▶ Aim
Copy the lines from the line with "Objective — one point per instance of the panama" to the line with "[[520, 299], [672, 363], [163, 181]]", changing "instance" to "occurrence" and leaving everything else as it is.

(A run of records)
****************
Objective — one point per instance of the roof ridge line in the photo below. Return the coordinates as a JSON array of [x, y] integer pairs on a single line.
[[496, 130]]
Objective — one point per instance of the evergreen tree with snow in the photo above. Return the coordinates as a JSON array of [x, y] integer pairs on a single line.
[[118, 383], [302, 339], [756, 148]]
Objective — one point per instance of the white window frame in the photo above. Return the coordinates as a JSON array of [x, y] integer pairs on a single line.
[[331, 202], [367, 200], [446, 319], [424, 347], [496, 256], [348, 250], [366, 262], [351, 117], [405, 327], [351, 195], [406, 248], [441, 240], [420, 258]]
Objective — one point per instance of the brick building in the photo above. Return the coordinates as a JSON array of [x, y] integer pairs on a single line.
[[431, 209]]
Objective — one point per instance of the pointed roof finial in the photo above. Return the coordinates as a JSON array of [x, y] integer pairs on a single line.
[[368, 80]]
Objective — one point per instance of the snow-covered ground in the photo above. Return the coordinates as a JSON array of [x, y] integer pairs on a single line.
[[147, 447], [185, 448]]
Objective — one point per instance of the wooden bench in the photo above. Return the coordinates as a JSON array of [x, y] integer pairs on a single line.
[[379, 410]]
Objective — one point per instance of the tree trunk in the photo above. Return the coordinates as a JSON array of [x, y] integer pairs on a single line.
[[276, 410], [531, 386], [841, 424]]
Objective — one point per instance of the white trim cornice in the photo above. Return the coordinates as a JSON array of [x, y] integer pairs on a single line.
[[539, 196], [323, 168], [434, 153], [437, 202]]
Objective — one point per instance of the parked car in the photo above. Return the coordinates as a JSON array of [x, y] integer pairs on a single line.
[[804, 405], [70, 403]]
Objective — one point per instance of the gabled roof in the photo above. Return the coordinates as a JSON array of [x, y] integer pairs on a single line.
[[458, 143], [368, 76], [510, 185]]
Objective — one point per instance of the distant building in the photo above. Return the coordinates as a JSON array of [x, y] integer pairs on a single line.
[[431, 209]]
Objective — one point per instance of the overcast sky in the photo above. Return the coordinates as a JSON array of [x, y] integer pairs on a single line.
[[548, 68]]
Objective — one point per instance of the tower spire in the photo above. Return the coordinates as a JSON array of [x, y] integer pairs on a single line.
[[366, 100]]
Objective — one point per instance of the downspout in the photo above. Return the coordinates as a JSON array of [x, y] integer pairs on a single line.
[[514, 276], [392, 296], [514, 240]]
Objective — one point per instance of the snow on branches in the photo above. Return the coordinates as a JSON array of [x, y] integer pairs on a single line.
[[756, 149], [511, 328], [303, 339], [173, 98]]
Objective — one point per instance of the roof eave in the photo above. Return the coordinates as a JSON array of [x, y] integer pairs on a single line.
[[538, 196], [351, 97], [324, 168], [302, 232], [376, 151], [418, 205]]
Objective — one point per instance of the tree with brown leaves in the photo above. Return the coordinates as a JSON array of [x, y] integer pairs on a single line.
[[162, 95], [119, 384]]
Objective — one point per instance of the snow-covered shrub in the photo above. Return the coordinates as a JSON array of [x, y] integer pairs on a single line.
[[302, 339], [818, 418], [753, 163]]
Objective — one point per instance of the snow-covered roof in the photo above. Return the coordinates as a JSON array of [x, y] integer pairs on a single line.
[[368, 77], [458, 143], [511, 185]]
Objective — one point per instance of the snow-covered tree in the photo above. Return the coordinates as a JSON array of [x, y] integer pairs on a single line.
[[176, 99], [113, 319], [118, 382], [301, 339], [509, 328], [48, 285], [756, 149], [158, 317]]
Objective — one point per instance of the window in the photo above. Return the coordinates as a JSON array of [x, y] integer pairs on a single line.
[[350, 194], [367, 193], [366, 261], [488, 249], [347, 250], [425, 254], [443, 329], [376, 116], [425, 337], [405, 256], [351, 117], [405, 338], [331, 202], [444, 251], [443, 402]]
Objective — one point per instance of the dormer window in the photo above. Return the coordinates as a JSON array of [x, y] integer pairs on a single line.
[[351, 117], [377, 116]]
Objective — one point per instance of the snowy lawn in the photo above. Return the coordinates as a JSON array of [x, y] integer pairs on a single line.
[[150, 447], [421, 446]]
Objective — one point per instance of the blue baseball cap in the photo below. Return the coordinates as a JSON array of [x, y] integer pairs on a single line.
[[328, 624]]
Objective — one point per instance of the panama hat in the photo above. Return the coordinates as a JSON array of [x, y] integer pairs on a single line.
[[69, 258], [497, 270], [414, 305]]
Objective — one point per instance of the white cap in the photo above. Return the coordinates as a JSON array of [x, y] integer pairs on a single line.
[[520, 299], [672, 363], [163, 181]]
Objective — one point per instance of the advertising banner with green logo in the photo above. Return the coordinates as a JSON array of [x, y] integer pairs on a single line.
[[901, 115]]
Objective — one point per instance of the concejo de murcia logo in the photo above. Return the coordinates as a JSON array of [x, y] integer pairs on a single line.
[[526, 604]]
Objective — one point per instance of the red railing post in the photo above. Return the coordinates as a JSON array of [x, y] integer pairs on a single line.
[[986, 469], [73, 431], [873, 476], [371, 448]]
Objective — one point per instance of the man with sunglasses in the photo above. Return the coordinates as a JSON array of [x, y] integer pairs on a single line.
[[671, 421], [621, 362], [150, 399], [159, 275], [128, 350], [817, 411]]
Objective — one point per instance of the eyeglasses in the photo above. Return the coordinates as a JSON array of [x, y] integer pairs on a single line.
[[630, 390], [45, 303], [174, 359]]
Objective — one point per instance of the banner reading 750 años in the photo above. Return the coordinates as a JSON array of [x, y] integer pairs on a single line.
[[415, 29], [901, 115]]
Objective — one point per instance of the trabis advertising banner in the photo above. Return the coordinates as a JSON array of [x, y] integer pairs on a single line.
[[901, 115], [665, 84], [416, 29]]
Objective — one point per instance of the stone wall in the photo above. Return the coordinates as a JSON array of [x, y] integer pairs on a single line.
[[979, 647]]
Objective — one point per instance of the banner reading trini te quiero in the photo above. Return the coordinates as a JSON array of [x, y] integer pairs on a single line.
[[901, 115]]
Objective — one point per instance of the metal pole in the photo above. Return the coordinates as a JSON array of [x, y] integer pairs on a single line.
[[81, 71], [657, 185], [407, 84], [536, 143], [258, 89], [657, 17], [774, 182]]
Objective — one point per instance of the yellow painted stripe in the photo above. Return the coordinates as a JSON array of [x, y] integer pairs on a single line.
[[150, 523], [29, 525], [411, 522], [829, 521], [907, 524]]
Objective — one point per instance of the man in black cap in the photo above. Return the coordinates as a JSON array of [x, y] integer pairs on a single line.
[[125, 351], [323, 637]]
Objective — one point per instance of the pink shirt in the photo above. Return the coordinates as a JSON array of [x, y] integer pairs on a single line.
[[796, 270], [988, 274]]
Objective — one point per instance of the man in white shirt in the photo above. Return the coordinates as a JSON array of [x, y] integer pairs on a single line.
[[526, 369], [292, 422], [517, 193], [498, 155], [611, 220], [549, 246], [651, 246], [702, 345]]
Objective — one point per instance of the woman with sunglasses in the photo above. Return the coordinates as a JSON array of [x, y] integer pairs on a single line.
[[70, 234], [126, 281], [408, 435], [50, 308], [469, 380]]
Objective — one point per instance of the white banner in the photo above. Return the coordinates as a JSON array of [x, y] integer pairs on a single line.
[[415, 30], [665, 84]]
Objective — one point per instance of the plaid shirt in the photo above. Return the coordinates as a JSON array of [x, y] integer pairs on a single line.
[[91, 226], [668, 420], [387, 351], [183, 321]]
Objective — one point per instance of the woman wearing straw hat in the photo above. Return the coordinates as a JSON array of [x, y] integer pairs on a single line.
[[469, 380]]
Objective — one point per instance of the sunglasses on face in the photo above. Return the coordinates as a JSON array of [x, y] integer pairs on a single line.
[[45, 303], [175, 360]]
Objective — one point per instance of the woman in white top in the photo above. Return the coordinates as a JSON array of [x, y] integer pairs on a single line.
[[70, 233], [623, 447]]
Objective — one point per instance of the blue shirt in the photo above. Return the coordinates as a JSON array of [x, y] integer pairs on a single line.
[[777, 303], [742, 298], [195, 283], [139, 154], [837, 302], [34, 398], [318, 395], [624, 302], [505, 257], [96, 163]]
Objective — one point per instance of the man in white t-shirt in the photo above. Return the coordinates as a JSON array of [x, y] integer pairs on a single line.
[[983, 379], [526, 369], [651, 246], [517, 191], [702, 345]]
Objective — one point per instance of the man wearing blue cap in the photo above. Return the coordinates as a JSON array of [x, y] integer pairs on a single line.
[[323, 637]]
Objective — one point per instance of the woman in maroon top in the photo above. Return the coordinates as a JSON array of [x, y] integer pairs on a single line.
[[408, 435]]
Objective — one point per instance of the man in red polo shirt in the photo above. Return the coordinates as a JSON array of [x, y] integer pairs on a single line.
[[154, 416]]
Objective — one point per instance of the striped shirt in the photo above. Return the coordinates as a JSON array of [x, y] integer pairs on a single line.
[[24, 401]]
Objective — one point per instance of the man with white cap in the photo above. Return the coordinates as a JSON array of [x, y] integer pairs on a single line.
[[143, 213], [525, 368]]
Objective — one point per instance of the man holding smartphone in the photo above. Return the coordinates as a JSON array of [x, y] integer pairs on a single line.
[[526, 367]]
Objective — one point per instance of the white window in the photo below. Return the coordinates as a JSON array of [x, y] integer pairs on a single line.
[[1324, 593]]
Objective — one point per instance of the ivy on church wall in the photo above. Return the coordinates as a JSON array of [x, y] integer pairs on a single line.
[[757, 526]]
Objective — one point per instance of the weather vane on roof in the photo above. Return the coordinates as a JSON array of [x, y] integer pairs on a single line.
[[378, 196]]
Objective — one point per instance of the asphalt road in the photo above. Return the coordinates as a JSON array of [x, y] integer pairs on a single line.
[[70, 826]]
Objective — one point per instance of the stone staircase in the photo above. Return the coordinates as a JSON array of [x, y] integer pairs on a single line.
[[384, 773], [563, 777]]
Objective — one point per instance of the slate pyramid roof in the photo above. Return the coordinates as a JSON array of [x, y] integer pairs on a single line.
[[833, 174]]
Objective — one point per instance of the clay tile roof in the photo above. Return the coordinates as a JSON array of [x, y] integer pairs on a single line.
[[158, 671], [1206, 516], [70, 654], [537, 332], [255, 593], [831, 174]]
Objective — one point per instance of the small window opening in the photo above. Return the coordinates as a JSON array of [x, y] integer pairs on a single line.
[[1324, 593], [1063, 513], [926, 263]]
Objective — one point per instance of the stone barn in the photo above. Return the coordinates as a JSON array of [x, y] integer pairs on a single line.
****************
▶ Exercise solution
Objective — one point per occurrence of the panama hat in the photo above. Return the coordinates as a JSON array of [x, y] integer pairs on a single line.
[[69, 258], [497, 270], [414, 305]]
Objective — one point per occurrence of the white cap in the photo above. Return the coordinates as a JSON array of [x, y] integer pairs on a single line.
[[520, 299], [672, 363], [163, 181]]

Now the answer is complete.